What is expected: Reproduce the entries below, changing every instance of "bounding box" to "bounding rectangle" and leaving everything else as is. Omit the pictures from your output.

Record set:
[BEGIN]
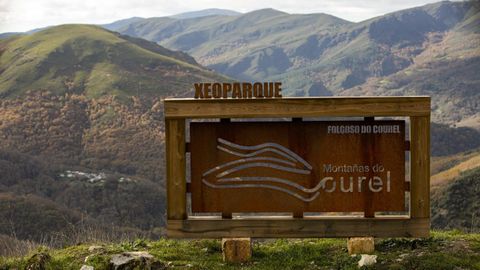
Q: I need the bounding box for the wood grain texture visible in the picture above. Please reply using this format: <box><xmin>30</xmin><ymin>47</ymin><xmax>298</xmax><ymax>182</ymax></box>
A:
<box><xmin>167</xmin><ymin>217</ymin><xmax>430</xmax><ymax>238</ymax></box>
<box><xmin>164</xmin><ymin>96</ymin><xmax>430</xmax><ymax>118</ymax></box>
<box><xmin>410</xmin><ymin>116</ymin><xmax>430</xmax><ymax>218</ymax></box>
<box><xmin>165</xmin><ymin>119</ymin><xmax>187</xmax><ymax>220</ymax></box>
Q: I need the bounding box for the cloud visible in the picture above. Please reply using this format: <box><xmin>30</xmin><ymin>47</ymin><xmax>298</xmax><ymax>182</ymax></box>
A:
<box><xmin>0</xmin><ymin>0</ymin><xmax>446</xmax><ymax>32</ymax></box>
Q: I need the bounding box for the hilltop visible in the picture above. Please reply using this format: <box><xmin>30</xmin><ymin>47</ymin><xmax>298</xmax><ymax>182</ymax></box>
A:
<box><xmin>0</xmin><ymin>25</ymin><xmax>225</xmax><ymax>98</ymax></box>
<box><xmin>107</xmin><ymin>1</ymin><xmax>480</xmax><ymax>127</ymax></box>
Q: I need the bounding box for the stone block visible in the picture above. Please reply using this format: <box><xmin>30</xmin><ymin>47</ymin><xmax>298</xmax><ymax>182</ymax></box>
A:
<box><xmin>347</xmin><ymin>237</ymin><xmax>375</xmax><ymax>255</ymax></box>
<box><xmin>222</xmin><ymin>238</ymin><xmax>252</xmax><ymax>263</ymax></box>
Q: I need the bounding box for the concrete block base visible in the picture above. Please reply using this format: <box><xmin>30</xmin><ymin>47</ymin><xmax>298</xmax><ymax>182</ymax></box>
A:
<box><xmin>222</xmin><ymin>238</ymin><xmax>252</xmax><ymax>263</ymax></box>
<box><xmin>347</xmin><ymin>237</ymin><xmax>375</xmax><ymax>255</ymax></box>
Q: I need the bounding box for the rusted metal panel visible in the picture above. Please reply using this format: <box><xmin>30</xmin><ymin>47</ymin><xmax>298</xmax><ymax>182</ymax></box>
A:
<box><xmin>190</xmin><ymin>121</ymin><xmax>405</xmax><ymax>213</ymax></box>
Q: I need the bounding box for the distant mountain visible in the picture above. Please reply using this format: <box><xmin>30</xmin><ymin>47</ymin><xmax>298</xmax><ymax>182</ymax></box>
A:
<box><xmin>108</xmin><ymin>1</ymin><xmax>480</xmax><ymax>127</ymax></box>
<box><xmin>0</xmin><ymin>32</ymin><xmax>23</xmax><ymax>39</ymax></box>
<box><xmin>101</xmin><ymin>17</ymin><xmax>144</xmax><ymax>30</ymax></box>
<box><xmin>0</xmin><ymin>25</ymin><xmax>228</xmax><ymax>241</ymax></box>
<box><xmin>169</xmin><ymin>8</ymin><xmax>242</xmax><ymax>19</ymax></box>
<box><xmin>431</xmin><ymin>167</ymin><xmax>480</xmax><ymax>232</ymax></box>
<box><xmin>0</xmin><ymin>25</ymin><xmax>223</xmax><ymax>97</ymax></box>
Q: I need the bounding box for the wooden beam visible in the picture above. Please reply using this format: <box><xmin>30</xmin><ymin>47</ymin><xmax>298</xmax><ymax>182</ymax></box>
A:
<box><xmin>167</xmin><ymin>217</ymin><xmax>430</xmax><ymax>238</ymax></box>
<box><xmin>165</xmin><ymin>119</ymin><xmax>187</xmax><ymax>220</ymax></box>
<box><xmin>410</xmin><ymin>116</ymin><xmax>430</xmax><ymax>218</ymax></box>
<box><xmin>164</xmin><ymin>96</ymin><xmax>430</xmax><ymax>119</ymax></box>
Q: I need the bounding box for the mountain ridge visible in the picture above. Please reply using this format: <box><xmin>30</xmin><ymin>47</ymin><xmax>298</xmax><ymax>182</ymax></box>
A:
<box><xmin>106</xmin><ymin>1</ymin><xmax>480</xmax><ymax>128</ymax></box>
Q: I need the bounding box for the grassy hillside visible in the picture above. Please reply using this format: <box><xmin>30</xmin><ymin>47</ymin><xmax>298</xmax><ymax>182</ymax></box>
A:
<box><xmin>108</xmin><ymin>1</ymin><xmax>480</xmax><ymax>127</ymax></box>
<box><xmin>0</xmin><ymin>232</ymin><xmax>480</xmax><ymax>269</ymax></box>
<box><xmin>432</xmin><ymin>167</ymin><xmax>480</xmax><ymax>232</ymax></box>
<box><xmin>0</xmin><ymin>25</ymin><xmax>224</xmax><ymax>98</ymax></box>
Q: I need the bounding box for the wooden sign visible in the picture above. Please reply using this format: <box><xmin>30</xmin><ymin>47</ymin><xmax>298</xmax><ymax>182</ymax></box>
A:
<box><xmin>190</xmin><ymin>121</ymin><xmax>405</xmax><ymax>215</ymax></box>
<box><xmin>164</xmin><ymin>97</ymin><xmax>430</xmax><ymax>238</ymax></box>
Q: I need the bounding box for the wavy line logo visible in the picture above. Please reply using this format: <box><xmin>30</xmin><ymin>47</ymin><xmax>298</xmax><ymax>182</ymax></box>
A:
<box><xmin>202</xmin><ymin>138</ymin><xmax>331</xmax><ymax>202</ymax></box>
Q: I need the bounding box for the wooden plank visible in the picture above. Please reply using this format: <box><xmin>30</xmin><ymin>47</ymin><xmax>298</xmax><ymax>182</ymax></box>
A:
<box><xmin>167</xmin><ymin>217</ymin><xmax>430</xmax><ymax>238</ymax></box>
<box><xmin>164</xmin><ymin>96</ymin><xmax>430</xmax><ymax>118</ymax></box>
<box><xmin>410</xmin><ymin>116</ymin><xmax>430</xmax><ymax>218</ymax></box>
<box><xmin>165</xmin><ymin>119</ymin><xmax>187</xmax><ymax>220</ymax></box>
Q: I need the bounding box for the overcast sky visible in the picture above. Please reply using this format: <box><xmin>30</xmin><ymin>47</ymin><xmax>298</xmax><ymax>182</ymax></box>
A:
<box><xmin>0</xmin><ymin>0</ymin><xmax>450</xmax><ymax>33</ymax></box>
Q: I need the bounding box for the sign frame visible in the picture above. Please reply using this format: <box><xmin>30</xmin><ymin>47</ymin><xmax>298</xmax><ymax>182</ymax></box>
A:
<box><xmin>164</xmin><ymin>96</ymin><xmax>430</xmax><ymax>238</ymax></box>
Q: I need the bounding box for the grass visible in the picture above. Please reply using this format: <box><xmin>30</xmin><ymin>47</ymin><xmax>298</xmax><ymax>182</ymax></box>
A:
<box><xmin>0</xmin><ymin>231</ymin><xmax>480</xmax><ymax>269</ymax></box>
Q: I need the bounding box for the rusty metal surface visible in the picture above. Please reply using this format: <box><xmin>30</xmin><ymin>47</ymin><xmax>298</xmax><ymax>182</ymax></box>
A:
<box><xmin>190</xmin><ymin>121</ymin><xmax>405</xmax><ymax>216</ymax></box>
[END]
Answer to this exercise:
Q: I need the bounding rectangle for the wood grain texture visible in the picture above. Please reply using this format: <box><xmin>30</xmin><ymin>47</ymin><xmax>298</xmax><ymax>182</ymax></box>
A:
<box><xmin>167</xmin><ymin>217</ymin><xmax>430</xmax><ymax>238</ymax></box>
<box><xmin>164</xmin><ymin>96</ymin><xmax>430</xmax><ymax>118</ymax></box>
<box><xmin>410</xmin><ymin>116</ymin><xmax>430</xmax><ymax>218</ymax></box>
<box><xmin>165</xmin><ymin>119</ymin><xmax>187</xmax><ymax>220</ymax></box>
Q: I need the bounding rectangle for the cloud visible in the picture above. Please reply using this format: <box><xmin>30</xmin><ymin>47</ymin><xmax>298</xmax><ymax>182</ymax></box>
A:
<box><xmin>0</xmin><ymin>0</ymin><xmax>446</xmax><ymax>32</ymax></box>
Q: I need the bounding rectangle for the hilltop visible in the picture above. Please reply using this format: <box><xmin>30</xmin><ymin>47</ymin><xmax>298</xmax><ymax>182</ymax></box>
A:
<box><xmin>0</xmin><ymin>25</ymin><xmax>225</xmax><ymax>98</ymax></box>
<box><xmin>107</xmin><ymin>1</ymin><xmax>480</xmax><ymax>127</ymax></box>
Q: I need the bounding rectangle for the stone block visible in the picture above. Please reply using this format: <box><xmin>30</xmin><ymin>47</ymin><xmax>298</xmax><ymax>182</ymax></box>
A:
<box><xmin>347</xmin><ymin>237</ymin><xmax>375</xmax><ymax>255</ymax></box>
<box><xmin>222</xmin><ymin>238</ymin><xmax>252</xmax><ymax>263</ymax></box>
Q: I need the bounding rectangle for the concrete block base visible in the picture above. Please reply using this format: <box><xmin>30</xmin><ymin>47</ymin><xmax>298</xmax><ymax>182</ymax></box>
A:
<box><xmin>222</xmin><ymin>238</ymin><xmax>252</xmax><ymax>263</ymax></box>
<box><xmin>347</xmin><ymin>237</ymin><xmax>375</xmax><ymax>255</ymax></box>
Q: I need the bounding rectangle for the rusted metal panel visible in the picture above. Please reply using this format: <box><xmin>30</xmin><ymin>47</ymin><xmax>298</xmax><ymax>182</ymax></box>
A:
<box><xmin>190</xmin><ymin>121</ymin><xmax>405</xmax><ymax>213</ymax></box>
Q: I need the bounding rectangle for the distant mountain visible in the picture above. Please reply using this format: <box><xmin>30</xmin><ymin>47</ymin><xmax>298</xmax><ymax>182</ymax></box>
A:
<box><xmin>108</xmin><ymin>1</ymin><xmax>480</xmax><ymax>127</ymax></box>
<box><xmin>0</xmin><ymin>32</ymin><xmax>23</xmax><ymax>39</ymax></box>
<box><xmin>101</xmin><ymin>17</ymin><xmax>144</xmax><ymax>30</ymax></box>
<box><xmin>0</xmin><ymin>25</ymin><xmax>228</xmax><ymax>241</ymax></box>
<box><xmin>169</xmin><ymin>8</ymin><xmax>242</xmax><ymax>19</ymax></box>
<box><xmin>431</xmin><ymin>167</ymin><xmax>480</xmax><ymax>232</ymax></box>
<box><xmin>0</xmin><ymin>25</ymin><xmax>223</xmax><ymax>97</ymax></box>
Q: I need the bounding rectangle for the wooden beam visible in the picture above. Please reply using this format: <box><xmin>30</xmin><ymin>47</ymin><xmax>298</xmax><ymax>182</ymax></box>
A:
<box><xmin>167</xmin><ymin>217</ymin><xmax>430</xmax><ymax>238</ymax></box>
<box><xmin>165</xmin><ymin>119</ymin><xmax>187</xmax><ymax>220</ymax></box>
<box><xmin>410</xmin><ymin>116</ymin><xmax>430</xmax><ymax>218</ymax></box>
<box><xmin>164</xmin><ymin>96</ymin><xmax>430</xmax><ymax>119</ymax></box>
Q: I need the bounding rectangle for the mountain ridge visible in the picture above. Please reply using this format: <box><xmin>30</xmin><ymin>47</ymin><xmax>298</xmax><ymax>182</ymax></box>
A:
<box><xmin>106</xmin><ymin>1</ymin><xmax>480</xmax><ymax>128</ymax></box>
Q: I need the bounding rectangle for the grassy hillside visible in the picture above. Please reply using this format: <box><xmin>30</xmin><ymin>47</ymin><xmax>298</xmax><ymax>182</ymax></box>
A:
<box><xmin>108</xmin><ymin>1</ymin><xmax>480</xmax><ymax>127</ymax></box>
<box><xmin>0</xmin><ymin>232</ymin><xmax>480</xmax><ymax>269</ymax></box>
<box><xmin>432</xmin><ymin>167</ymin><xmax>480</xmax><ymax>232</ymax></box>
<box><xmin>0</xmin><ymin>25</ymin><xmax>224</xmax><ymax>98</ymax></box>
Q: I need the bounding rectangle for the wooden sign visible in the picture above. Please reply using this format: <box><xmin>30</xmin><ymin>47</ymin><xmax>298</xmax><ymax>182</ymax></box>
A:
<box><xmin>190</xmin><ymin>121</ymin><xmax>405</xmax><ymax>215</ymax></box>
<box><xmin>164</xmin><ymin>97</ymin><xmax>430</xmax><ymax>238</ymax></box>
Q: I need the bounding rectangle for the wavy line logo visible in the picture above. Please reply using this format: <box><xmin>30</xmin><ymin>47</ymin><xmax>298</xmax><ymax>182</ymax></box>
A:
<box><xmin>202</xmin><ymin>138</ymin><xmax>331</xmax><ymax>202</ymax></box>
Q: I need the bounding rectangle for the wooden plank visible in the picture above. Please reply using this format: <box><xmin>30</xmin><ymin>47</ymin><xmax>298</xmax><ymax>182</ymax></box>
A:
<box><xmin>167</xmin><ymin>217</ymin><xmax>430</xmax><ymax>238</ymax></box>
<box><xmin>164</xmin><ymin>96</ymin><xmax>430</xmax><ymax>118</ymax></box>
<box><xmin>410</xmin><ymin>116</ymin><xmax>430</xmax><ymax>218</ymax></box>
<box><xmin>165</xmin><ymin>119</ymin><xmax>187</xmax><ymax>220</ymax></box>
Q: I need the bounding rectangle for the overcast sky visible in the picture above. Please reply using this format: <box><xmin>30</xmin><ymin>47</ymin><xmax>298</xmax><ymax>182</ymax></box>
A:
<box><xmin>0</xmin><ymin>0</ymin><xmax>450</xmax><ymax>33</ymax></box>
Q: I need the bounding rectangle for the sign frame visible in the picture above. Please reply using this format: <box><xmin>30</xmin><ymin>47</ymin><xmax>298</xmax><ymax>182</ymax></box>
A:
<box><xmin>164</xmin><ymin>96</ymin><xmax>430</xmax><ymax>238</ymax></box>
Q: I need the bounding rectangle for the grass visible in the picture above. Please reply using this format: <box><xmin>30</xmin><ymin>47</ymin><xmax>298</xmax><ymax>182</ymax></box>
A:
<box><xmin>0</xmin><ymin>231</ymin><xmax>480</xmax><ymax>269</ymax></box>
Q: I need the bounding rectangle for the rusty metal surface visible in the picture above. Please reply using this format: <box><xmin>30</xmin><ymin>47</ymin><xmax>298</xmax><ymax>182</ymax></box>
A:
<box><xmin>190</xmin><ymin>121</ymin><xmax>405</xmax><ymax>216</ymax></box>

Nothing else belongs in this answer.